The idea has been under development since the 1970s, but has only now reached the point where it is both properly patent protected, and has started to arouse interest from major commercial companies.
It was original conceived as a rotary engine, but commercial interest seems to be focussing on its potential use as an efficient super charger, because of its high efficiency at all rotation speeds, and as a potential 30:1 ratio single stage expander to be run on steam from geothermal wells. A unique feature is the ability to fully vary its compression ratio by sliding a section of the containment wall in the direction of the axes of rotation.
The new rotary machine has been developed by Tony Dye of Epicam based in Linton, just outside Cambridge. Mr Dye first came to our attention as a finalist in the 1989 Eureka Archimedes competition. His invention there was a mushroom valve with vanes on its underside to improve the combustion efficiency of lean burn engines. Unfortunately, lean burn was abandoned in the face of the three way catalytic converter as a means of achieving clean combustion and the vaned valve went the same way as all the other innovations developed to get the technology to work well.
Tony Dye has had several successful careers in other science based fields, but in recent years, has decided to concentrate on the idea that he says he first geometrically modelled more than 30 years ago.
Lobed pumps with lobes on rotors that engage in apertures in meshing rotors are far from new. We have written about more than a few in Eureka. They are quite commonly used in fuel and hydraulic pumps.
In the new design, the rotors are linked by gears and run within a loose fitting plenum. A lobe contained by a close fitting containment walls starts at top dead centre. As the rotors rotate, the available space decreases, reaching full compression after only 90 deg rotation. The time available for leakage is thus very small, and so no seals are required. Leakage is further reduced by the helical forms of the rotors and by the fact that the pressure rise due to compression is exponential, and so the opportunity for leakage at the higher pressures only occurs during the very last part of the 90 deg rotation. The helical form additionally enables smoother running.
Sliding the containment wall axially ensures variable geometry, by deciding the point at which the compression is started.
Dye told Eureka that when he first conceived the device, it had only a single rotor, "But I had some good advice from Farnborough" to go to two rotors. He then started looking for geometries. He tried 1:1 ratios, but the shapes possible by turning to 2:3, "Looked a whole lot more interesting." First design work was on paper, followed by modelling on the University of Cambridge mainframe computer in the 1970s. Current modelling work is undertaken using Pro/Engineer.
For the compressor/expander application, there is one compression for each quarter revolution using four lobes engaging in six cavities. Interest in using the device as a supercharger or turbocharger replacement stems arises because the present generation of turbochargers is far from efficient. The new design has almost no leakage without needing seals and works at a very much lower rotation speed. Tony Dye is of the opinion that conventional turbochargers can at best use only 50% of the energy in the exhaust flow because of the pulses in the stream. They also give zero boost at low engine rpm, and need a high compression ratio for cold starting. This results in an excessive cylinder pressure at full power with high NOx emissions as a result.

*Parts of the exercise*
#1 Rewrite the listing from the line with "Target: lacrosse stick" through the end of the listing, keeping the requests, and shift every x and y coordinate in the answers by -32.
#2 Extend the article on the new rotary compressor and expander by continuing it from where it stops.

(Records in a dataset)
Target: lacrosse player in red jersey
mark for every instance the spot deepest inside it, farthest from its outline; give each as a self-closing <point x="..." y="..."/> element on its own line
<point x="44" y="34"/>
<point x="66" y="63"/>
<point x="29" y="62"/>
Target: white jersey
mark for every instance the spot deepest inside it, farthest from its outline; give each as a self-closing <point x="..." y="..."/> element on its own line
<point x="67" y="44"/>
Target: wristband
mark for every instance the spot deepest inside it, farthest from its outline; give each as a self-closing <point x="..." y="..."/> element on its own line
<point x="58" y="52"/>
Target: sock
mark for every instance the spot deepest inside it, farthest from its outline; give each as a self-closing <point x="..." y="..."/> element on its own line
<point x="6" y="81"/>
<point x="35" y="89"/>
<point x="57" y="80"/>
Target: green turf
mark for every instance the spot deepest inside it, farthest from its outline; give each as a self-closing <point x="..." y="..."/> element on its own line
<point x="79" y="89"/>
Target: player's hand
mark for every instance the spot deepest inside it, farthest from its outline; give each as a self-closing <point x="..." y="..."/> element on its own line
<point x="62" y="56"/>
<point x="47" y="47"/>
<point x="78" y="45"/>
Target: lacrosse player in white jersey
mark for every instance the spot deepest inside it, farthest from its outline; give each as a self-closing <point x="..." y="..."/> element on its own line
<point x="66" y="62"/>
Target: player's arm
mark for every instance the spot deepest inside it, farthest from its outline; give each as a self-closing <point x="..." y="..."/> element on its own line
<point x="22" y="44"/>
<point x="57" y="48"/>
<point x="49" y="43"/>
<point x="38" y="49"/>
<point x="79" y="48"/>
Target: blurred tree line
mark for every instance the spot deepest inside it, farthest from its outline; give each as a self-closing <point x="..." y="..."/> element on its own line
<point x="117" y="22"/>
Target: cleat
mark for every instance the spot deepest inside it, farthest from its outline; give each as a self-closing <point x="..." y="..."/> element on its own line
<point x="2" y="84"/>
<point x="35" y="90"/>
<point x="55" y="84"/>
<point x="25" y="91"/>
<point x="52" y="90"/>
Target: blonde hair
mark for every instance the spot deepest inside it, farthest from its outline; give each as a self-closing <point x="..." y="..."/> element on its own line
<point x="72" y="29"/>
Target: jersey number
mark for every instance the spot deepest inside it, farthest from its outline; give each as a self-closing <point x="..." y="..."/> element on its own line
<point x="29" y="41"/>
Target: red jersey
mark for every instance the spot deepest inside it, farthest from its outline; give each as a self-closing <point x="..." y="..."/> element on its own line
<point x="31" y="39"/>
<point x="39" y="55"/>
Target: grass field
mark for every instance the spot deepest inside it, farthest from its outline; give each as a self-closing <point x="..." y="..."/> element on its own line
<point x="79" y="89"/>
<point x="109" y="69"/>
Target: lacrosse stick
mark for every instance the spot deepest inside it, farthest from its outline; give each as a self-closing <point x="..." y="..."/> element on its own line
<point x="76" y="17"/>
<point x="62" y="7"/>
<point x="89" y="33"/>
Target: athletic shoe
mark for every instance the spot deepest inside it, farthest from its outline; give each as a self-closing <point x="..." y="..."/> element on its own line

*Responses to the tasks*
#1
Target: lacrosse stick
mark for every instance the spot deepest inside it, farthest from its outline; give each as a self-closing <point x="..." y="..."/> element on its own line
<point x="44" y="-15"/>
<point x="30" y="-25"/>
<point x="57" y="1"/>
Target: athletic shoe
mark for every instance the spot deepest inside it, farthest from its outline; give each as a self-closing <point x="..." y="..."/> element on its own line

#2
He argues that by switching to his machine, it recovers the entire exhaust energy under all operating conditions. Furthermore, because of the variable geometry, it uses only the exhaust pressure energy necessary to deliver up to 4.5 bar boost from the compressor. The surplus pressure energy gives a power bonus to the engine output shaft. He claims that it should then be possible to improve fuel economy by between 6% and 50%, reduce emissions of NOx, hydrocarbons and carbon dioxide (because less fuel is burned) and greatly reduce peak cylinder pressure giving longer engine life.
The test machine in the Epicam workshop has a 400cc maximum swept volume, and is coupled to a 55kW motor able to run at up to 6000 rpm. It was, however, demonstrated to Eureka in expander mode. It ran completely smoothly at 100 rpm from an air supply pressured to less than 5psi (One third bar). Despite the low pressure and low rotation speed, it produced more torque than could be overcome by hand force, demonstrating its efficient running under worst case conditions.
Tests as an expander-compressor are to be undertaken on a 1.9litre 130 HP Volkswagon diesel engine.
Epicam has a complete set of patents to protect its intellectual property and is looking for further investment and development partners. He has produced lots of figures and graphs to support his arguments, which we are sure he is more than happy to supply to readers should they wish to see them.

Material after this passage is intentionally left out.